Work to do> Reproduce each of the following items verbatim, omitting the pictures from your output.

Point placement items

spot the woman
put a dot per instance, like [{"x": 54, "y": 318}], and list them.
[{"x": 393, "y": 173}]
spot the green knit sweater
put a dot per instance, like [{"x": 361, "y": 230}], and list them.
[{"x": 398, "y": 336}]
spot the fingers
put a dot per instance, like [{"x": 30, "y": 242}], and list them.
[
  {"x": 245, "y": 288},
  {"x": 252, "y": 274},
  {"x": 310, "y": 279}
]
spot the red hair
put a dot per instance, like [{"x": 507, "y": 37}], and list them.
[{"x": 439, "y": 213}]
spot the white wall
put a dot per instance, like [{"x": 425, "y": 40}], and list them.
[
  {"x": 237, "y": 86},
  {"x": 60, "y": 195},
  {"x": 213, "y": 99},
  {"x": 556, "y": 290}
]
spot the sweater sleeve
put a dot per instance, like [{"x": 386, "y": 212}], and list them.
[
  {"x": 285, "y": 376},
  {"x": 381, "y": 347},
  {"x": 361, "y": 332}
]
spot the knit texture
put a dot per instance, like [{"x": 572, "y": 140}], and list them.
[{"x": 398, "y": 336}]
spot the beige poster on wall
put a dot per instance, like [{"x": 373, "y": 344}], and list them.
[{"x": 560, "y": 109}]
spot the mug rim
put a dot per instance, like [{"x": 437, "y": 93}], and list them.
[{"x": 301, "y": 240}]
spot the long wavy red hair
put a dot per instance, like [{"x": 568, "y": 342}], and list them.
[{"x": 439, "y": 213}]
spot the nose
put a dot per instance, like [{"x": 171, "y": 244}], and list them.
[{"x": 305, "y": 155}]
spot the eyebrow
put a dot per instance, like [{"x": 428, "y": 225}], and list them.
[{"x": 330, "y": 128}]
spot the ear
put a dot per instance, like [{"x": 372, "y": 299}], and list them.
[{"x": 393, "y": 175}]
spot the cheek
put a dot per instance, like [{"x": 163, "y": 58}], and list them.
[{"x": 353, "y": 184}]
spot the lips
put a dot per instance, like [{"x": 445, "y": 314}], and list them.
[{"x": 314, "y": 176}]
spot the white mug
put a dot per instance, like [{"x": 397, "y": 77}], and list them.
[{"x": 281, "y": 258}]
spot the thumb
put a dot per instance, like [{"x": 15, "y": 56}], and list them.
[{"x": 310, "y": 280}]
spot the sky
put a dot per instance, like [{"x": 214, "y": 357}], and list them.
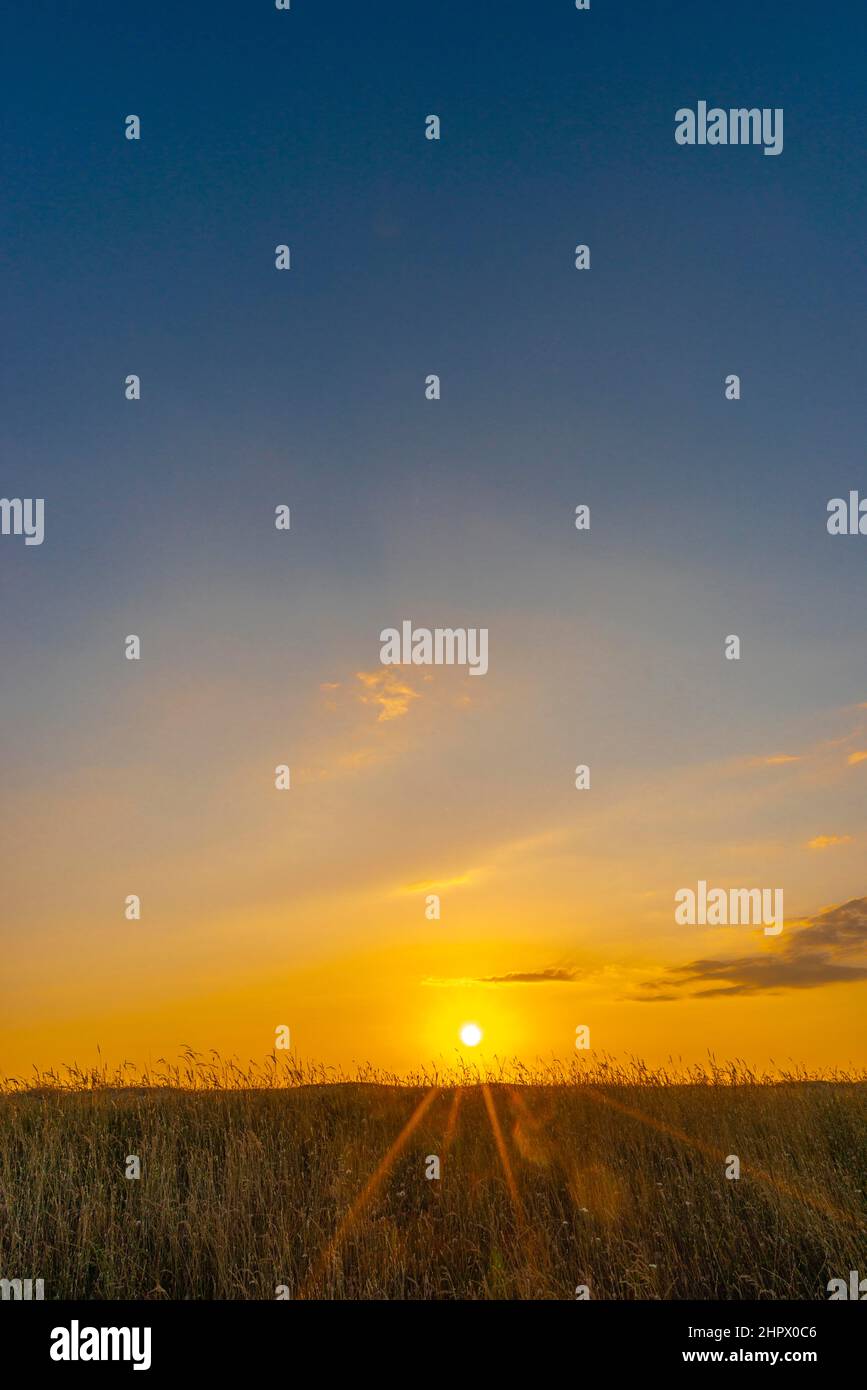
[{"x": 306, "y": 388}]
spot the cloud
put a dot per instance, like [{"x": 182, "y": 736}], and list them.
[
  {"x": 830, "y": 948},
  {"x": 388, "y": 691},
  {"x": 531, "y": 977},
  {"x": 550, "y": 976}
]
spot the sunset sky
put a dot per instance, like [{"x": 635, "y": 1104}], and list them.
[{"x": 307, "y": 908}]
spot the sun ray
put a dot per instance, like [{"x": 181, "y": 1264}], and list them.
[{"x": 367, "y": 1191}]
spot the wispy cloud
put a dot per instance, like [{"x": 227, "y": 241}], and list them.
[
  {"x": 550, "y": 976},
  {"x": 830, "y": 948},
  {"x": 388, "y": 691},
  {"x": 531, "y": 977}
]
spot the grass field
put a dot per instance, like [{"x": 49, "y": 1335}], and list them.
[{"x": 607, "y": 1178}]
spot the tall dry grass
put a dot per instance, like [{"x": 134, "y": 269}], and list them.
[{"x": 609, "y": 1176}]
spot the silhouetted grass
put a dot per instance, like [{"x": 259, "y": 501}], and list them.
[{"x": 602, "y": 1175}]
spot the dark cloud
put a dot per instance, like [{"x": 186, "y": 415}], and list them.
[
  {"x": 830, "y": 948},
  {"x": 530, "y": 977}
]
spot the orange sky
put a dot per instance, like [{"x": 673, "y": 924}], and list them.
[{"x": 307, "y": 908}]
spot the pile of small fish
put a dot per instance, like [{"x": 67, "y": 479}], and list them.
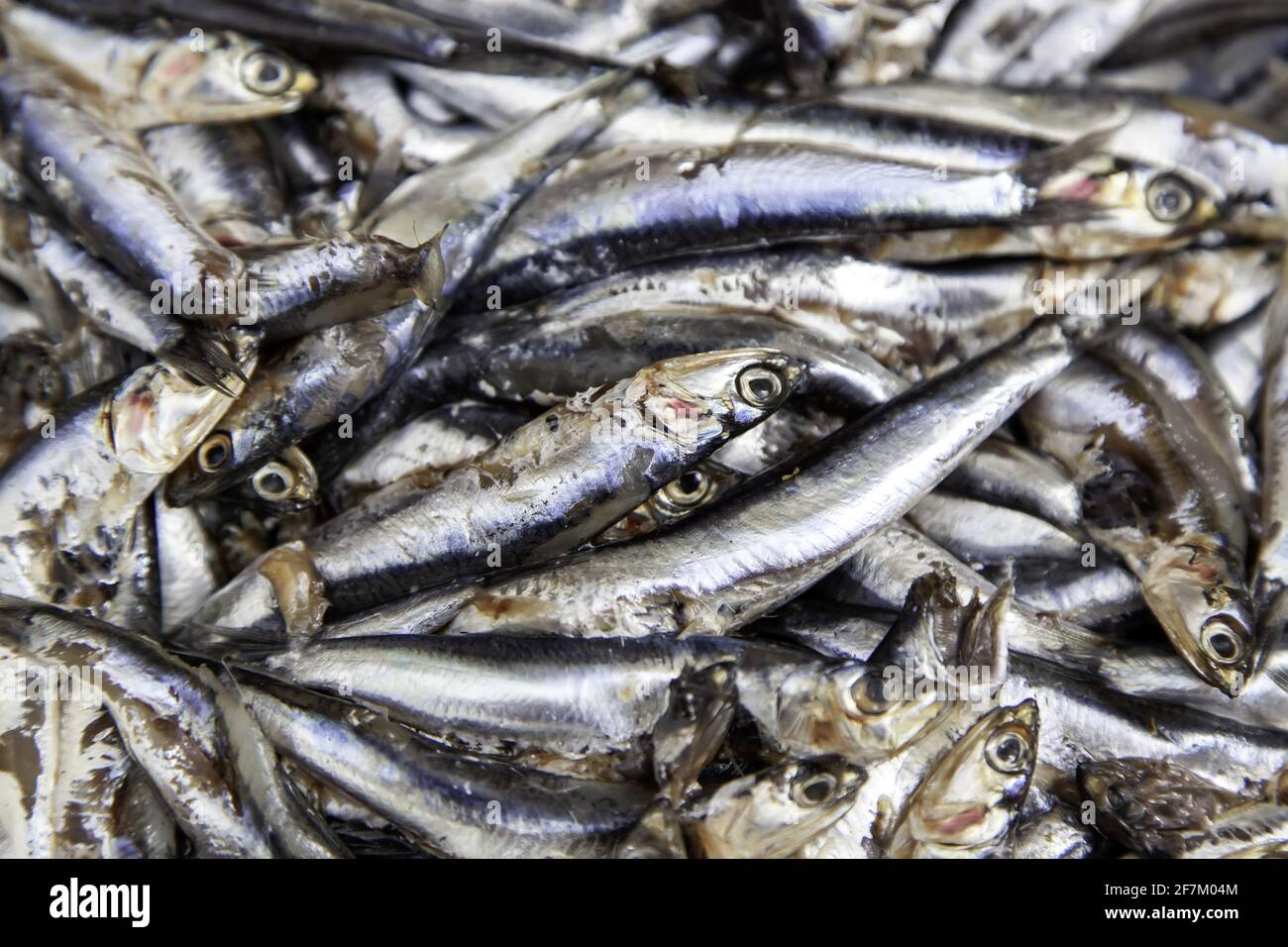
[{"x": 643, "y": 428}]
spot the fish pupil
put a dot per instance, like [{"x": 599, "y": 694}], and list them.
[
  {"x": 273, "y": 483},
  {"x": 816, "y": 791}
]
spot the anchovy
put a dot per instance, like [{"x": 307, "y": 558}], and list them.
[
  {"x": 450, "y": 804},
  {"x": 544, "y": 489},
  {"x": 1160, "y": 495},
  {"x": 206, "y": 759},
  {"x": 769, "y": 544},
  {"x": 155, "y": 77}
]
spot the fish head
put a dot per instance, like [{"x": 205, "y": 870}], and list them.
[
  {"x": 776, "y": 812},
  {"x": 159, "y": 415},
  {"x": 287, "y": 483},
  {"x": 224, "y": 76},
  {"x": 1116, "y": 208},
  {"x": 1196, "y": 590},
  {"x": 1140, "y": 801},
  {"x": 867, "y": 711},
  {"x": 862, "y": 712},
  {"x": 691, "y": 491},
  {"x": 1241, "y": 159},
  {"x": 222, "y": 462},
  {"x": 706, "y": 398},
  {"x": 975, "y": 792},
  {"x": 1211, "y": 286}
]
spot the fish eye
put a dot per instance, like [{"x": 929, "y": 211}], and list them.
[
  {"x": 760, "y": 385},
  {"x": 1168, "y": 198},
  {"x": 267, "y": 73},
  {"x": 688, "y": 489},
  {"x": 1222, "y": 644},
  {"x": 868, "y": 693},
  {"x": 1008, "y": 751},
  {"x": 273, "y": 480},
  {"x": 812, "y": 789},
  {"x": 214, "y": 453}
]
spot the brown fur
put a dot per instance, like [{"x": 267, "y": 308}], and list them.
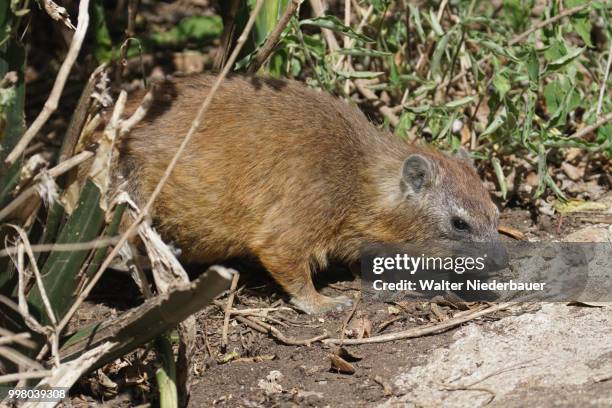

Written answer>
spot the woman
put a dot per instance, like [{"x": 54, "y": 318}], and list them.
[{"x": 393, "y": 173}]
spot the green knit sweater
put a dot per instance, like [{"x": 361, "y": 230}], and list them.
[{"x": 398, "y": 336}]
spot the fingers
put a dot per instance, like [{"x": 30, "y": 242}], and list them.
[
  {"x": 245, "y": 288},
  {"x": 252, "y": 274},
  {"x": 310, "y": 279}
]
spot the red hair
put a dot per instance, like [{"x": 507, "y": 37}], and list them.
[{"x": 439, "y": 213}]
spot the white wall
put a dot per instance, like [{"x": 425, "y": 40}], and list them.
[
  {"x": 237, "y": 86},
  {"x": 60, "y": 195},
  {"x": 213, "y": 99},
  {"x": 556, "y": 290}
]
spot the sweater sleeve
put a dot per instance, like [{"x": 386, "y": 212}], and list them.
[
  {"x": 285, "y": 376},
  {"x": 381, "y": 347},
  {"x": 361, "y": 332}
]
spot the knit texture
put a dot per instance, like [{"x": 572, "y": 140}], and list them.
[{"x": 398, "y": 336}]
spot the beige poster on wall
put a dot per instance, like [{"x": 373, "y": 344}], and list them.
[{"x": 560, "y": 109}]
spot the mug rim
put a dot per instance, like [{"x": 437, "y": 93}], and list them.
[{"x": 301, "y": 240}]
spot the long wavy red hair
put a dot per instance, like [{"x": 568, "y": 342}], and list them.
[{"x": 439, "y": 213}]
spot the nose
put a dot per instance, like [{"x": 171, "y": 244}], and list them.
[{"x": 305, "y": 155}]
spot the eyebrow
put a dot per instance, like [{"x": 428, "y": 225}], and list them.
[{"x": 330, "y": 128}]
spot the ear
put a dot per instance, like [{"x": 372, "y": 299}], and list them.
[{"x": 393, "y": 175}]
spot the cheek
put a dot per instance, like [{"x": 163, "y": 58}], and list them.
[{"x": 353, "y": 184}]
spot the lips
put a dot per instance, like [{"x": 445, "y": 314}], and list them.
[{"x": 314, "y": 176}]
spot the white mug
put a dot per instance, like [{"x": 397, "y": 77}], and list them.
[{"x": 281, "y": 258}]
spot the thumb
put a dot per instance, like [{"x": 15, "y": 56}], and list them.
[{"x": 310, "y": 280}]
spot the sky
put a dot per instance, like [{"x": 214, "y": 357}], and list them.
[{"x": 306, "y": 388}]
spot the cloud
put a dot per instance, like [{"x": 182, "y": 736}], and list them.
[
  {"x": 830, "y": 948},
  {"x": 388, "y": 691},
  {"x": 531, "y": 977},
  {"x": 550, "y": 976}
]
spot the sunset sky
put a dot per instance, like [{"x": 635, "y": 1104}], and list them.
[{"x": 307, "y": 908}]
spot the sun ray
put a dot per instance, like [{"x": 181, "y": 1264}], and list them.
[{"x": 367, "y": 1191}]
spot the wispy cloud
put a dot per instance, like [{"x": 227, "y": 241}], and list them.
[
  {"x": 550, "y": 976},
  {"x": 830, "y": 948},
  {"x": 388, "y": 691},
  {"x": 531, "y": 977}
]
spot the grass field
put a dot per instance, like [{"x": 49, "y": 1335}], and list them.
[{"x": 607, "y": 1178}]
spot the tall dry grass
put a dot per instance, like [{"x": 134, "y": 269}], and list them.
[{"x": 609, "y": 1176}]
spot the silhouetted grass
put a dot per instance, like [{"x": 259, "y": 501}], and list them.
[{"x": 602, "y": 1175}]
spot the dark cloud
put a dot per instance, like [{"x": 186, "y": 415}], and list them.
[
  {"x": 830, "y": 948},
  {"x": 530, "y": 977}
]
spot the orange sky
put a dot per instance, like [{"x": 673, "y": 924}], and list them.
[{"x": 307, "y": 908}]
spot the pile of small fish
put a dot per instance, like [{"x": 67, "y": 479}], and list them.
[{"x": 643, "y": 428}]
spot the fish pupil
put a dot per instance, like [{"x": 599, "y": 694}], and list them.
[
  {"x": 273, "y": 483},
  {"x": 816, "y": 791}
]
spot the anchovy
put a dot per instance, like [{"x": 307, "y": 558}], and list them.
[
  {"x": 450, "y": 804},
  {"x": 544, "y": 489},
  {"x": 1160, "y": 495},
  {"x": 206, "y": 759},
  {"x": 769, "y": 544},
  {"x": 155, "y": 77}
]
spot the fish head
put a dot per instance, like [{"x": 205, "y": 870}], and list them.
[
  {"x": 776, "y": 812},
  {"x": 159, "y": 415},
  {"x": 287, "y": 483},
  {"x": 224, "y": 76},
  {"x": 1116, "y": 208},
  {"x": 1196, "y": 590},
  {"x": 1140, "y": 801},
  {"x": 867, "y": 711},
  {"x": 862, "y": 712},
  {"x": 691, "y": 491},
  {"x": 1241, "y": 159},
  {"x": 222, "y": 462},
  {"x": 706, "y": 398},
  {"x": 975, "y": 792},
  {"x": 1211, "y": 286}
]
spot the fish eye
put a dot per instance, like [{"x": 929, "y": 211}], and list them.
[
  {"x": 760, "y": 385},
  {"x": 1168, "y": 198},
  {"x": 267, "y": 73},
  {"x": 688, "y": 489},
  {"x": 1222, "y": 644},
  {"x": 868, "y": 693},
  {"x": 1008, "y": 751},
  {"x": 273, "y": 480},
  {"x": 812, "y": 789},
  {"x": 214, "y": 453}
]
spot the brown fur
put a dot per instance, like [{"x": 267, "y": 308}], and list them.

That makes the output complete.